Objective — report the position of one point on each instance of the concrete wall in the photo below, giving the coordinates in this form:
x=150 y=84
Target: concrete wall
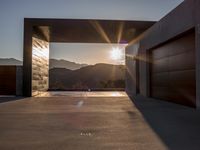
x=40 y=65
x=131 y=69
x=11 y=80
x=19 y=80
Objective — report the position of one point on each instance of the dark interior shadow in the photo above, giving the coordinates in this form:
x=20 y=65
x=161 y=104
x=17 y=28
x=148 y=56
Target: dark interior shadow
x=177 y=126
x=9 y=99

____________________

Prompt:
Copy out all the entries again, swapping "Objective" for "Goal" and keeping everything else the same. Leave the pictures out.

Finished task:
Goal — report the position of one point on each instance of the concrete wall in the photo below, giving the coordinates in this form:
x=150 y=84
Target: concrete wall
x=40 y=65
x=131 y=69
x=11 y=80
x=19 y=80
Goal — report the position of one point on each instance of the dark interior shadow in the photo above, giving the coordinates in this form:
x=20 y=65
x=161 y=104
x=17 y=28
x=148 y=56
Target: dark interior shadow
x=177 y=126
x=9 y=99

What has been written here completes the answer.